Lili Petschnikoff and her husband toured together as musicians in the United States in 1907. Petchnikoff gave a recital at the Aeolian Hall in 1916, with singer Clara Gabrilowitsch and pianist Rudolph Ganz. In 1919 Lili Petschnikoff gave a series of concerts at her home in Hollywood with pianist Cornelia Rider-Possart. She was officially retired by 1923, but played a radio concert with pianist Olga Steeb that year. She became a chamber music partner to Albert Einstein, who enjoyed playing violin with Petchnikoff in 1931, while he was working at the California Institute of Technology. She was also a friend to German singer Lotte Lehmann.

She was said to own a Stradivarius violin, probably one of the two that her husband brought to the United States on his 1899 visit. Petschnikoff wrote an autobiography, The World At Our Feet, published posthumously by her son in 1968.

(Referring expression pointing data)
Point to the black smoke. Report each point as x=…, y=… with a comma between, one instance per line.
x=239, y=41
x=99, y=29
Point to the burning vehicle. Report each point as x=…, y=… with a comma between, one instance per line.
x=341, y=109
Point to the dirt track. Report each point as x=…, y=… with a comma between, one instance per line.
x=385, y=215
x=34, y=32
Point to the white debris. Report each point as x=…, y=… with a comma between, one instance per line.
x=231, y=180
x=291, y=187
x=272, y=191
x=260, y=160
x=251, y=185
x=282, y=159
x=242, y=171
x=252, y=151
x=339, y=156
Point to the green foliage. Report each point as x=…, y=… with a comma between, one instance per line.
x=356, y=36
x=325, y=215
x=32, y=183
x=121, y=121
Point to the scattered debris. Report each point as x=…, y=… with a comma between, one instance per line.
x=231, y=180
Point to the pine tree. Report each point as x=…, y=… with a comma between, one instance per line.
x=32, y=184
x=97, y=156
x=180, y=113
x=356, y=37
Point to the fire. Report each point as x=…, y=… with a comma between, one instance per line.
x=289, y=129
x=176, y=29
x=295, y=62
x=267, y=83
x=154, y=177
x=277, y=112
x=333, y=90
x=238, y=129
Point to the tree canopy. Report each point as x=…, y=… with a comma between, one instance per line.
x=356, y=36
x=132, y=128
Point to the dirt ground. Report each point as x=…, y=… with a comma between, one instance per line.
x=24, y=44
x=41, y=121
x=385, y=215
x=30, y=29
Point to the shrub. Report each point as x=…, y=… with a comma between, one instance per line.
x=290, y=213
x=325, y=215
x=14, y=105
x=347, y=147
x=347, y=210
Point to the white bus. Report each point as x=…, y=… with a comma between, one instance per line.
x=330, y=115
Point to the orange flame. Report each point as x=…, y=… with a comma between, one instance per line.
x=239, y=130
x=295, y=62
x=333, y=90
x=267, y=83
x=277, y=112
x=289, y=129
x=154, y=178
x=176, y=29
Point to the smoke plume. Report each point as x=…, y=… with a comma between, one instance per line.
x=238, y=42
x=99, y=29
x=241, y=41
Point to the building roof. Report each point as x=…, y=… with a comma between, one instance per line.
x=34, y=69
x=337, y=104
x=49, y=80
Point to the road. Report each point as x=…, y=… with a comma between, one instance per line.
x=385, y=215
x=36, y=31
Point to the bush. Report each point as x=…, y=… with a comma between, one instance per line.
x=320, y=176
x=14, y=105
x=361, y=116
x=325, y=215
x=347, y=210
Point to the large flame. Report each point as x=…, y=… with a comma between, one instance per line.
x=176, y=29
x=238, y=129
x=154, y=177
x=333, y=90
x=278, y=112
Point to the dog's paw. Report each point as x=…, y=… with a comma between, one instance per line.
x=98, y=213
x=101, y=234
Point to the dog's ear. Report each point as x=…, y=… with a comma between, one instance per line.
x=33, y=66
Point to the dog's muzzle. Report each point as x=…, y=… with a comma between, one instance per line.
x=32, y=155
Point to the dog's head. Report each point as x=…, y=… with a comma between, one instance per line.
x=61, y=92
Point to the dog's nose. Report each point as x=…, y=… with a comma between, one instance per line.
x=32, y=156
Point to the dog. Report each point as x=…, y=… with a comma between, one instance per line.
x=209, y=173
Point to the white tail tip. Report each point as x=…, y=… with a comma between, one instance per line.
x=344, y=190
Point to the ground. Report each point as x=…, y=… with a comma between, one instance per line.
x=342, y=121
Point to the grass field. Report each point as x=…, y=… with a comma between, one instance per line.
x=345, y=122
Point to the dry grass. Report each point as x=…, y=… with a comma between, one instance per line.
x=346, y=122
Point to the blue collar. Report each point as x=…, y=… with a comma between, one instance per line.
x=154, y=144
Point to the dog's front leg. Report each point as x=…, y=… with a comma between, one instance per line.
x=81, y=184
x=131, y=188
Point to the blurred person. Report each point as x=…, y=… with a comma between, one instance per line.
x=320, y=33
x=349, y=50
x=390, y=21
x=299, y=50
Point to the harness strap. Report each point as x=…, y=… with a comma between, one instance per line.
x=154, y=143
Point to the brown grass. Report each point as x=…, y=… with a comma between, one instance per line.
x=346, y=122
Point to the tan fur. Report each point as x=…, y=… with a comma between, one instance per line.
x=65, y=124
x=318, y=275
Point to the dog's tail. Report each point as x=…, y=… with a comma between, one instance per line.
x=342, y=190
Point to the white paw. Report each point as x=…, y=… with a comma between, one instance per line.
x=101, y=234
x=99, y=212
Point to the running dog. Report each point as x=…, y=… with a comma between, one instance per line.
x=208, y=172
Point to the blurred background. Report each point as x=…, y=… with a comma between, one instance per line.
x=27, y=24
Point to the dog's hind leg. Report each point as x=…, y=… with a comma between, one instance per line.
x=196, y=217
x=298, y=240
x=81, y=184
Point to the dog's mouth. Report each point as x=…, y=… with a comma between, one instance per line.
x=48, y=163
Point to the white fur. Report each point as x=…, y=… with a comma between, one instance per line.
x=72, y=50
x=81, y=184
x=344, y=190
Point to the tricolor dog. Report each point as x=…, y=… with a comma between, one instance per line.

▶ _Assignment 1_:
Answer these questions using the passage on Lili Petschnikoff:
(a) In what year did she give a series of concerts at her home in Hollywood?
(b) Which pianist played the 1923 radio concert with her?
(c) What is the title of her autobiography?
▶ _Assignment 2_: Reproduce the part of the passage on Lili Petschnikoff that starts at "Lili Petschnikoff and" and ends at "singer Lotte Lehmann.".

▶ _Output 1_:
(a) 1919
(b) Olga Steeb
(c) The World At Our Feet

▶ _Output 2_:
Lili Petschnikoff and her husband toured together as musicians in the United States in 1907. Petchnikoff gave a recital at the Aeolian Hall in 1916, with singer Clara Gabrilowitsch and pianist Rudolph Ganz. In 1919 Lili Petschnikoff gave a series of concerts at her home in Hollywood with pianist Cornelia Rider-Possart. She was officially retired by 1923, but played a radio concert with pianist Olga Steeb that year. She became a chamber music partner to Albert Einstein, who enjoyed playing violin with Petchnikoff in 1931, while he was working at the California Institute of Technology. She was also a friend to German singer Lotte Lehmann.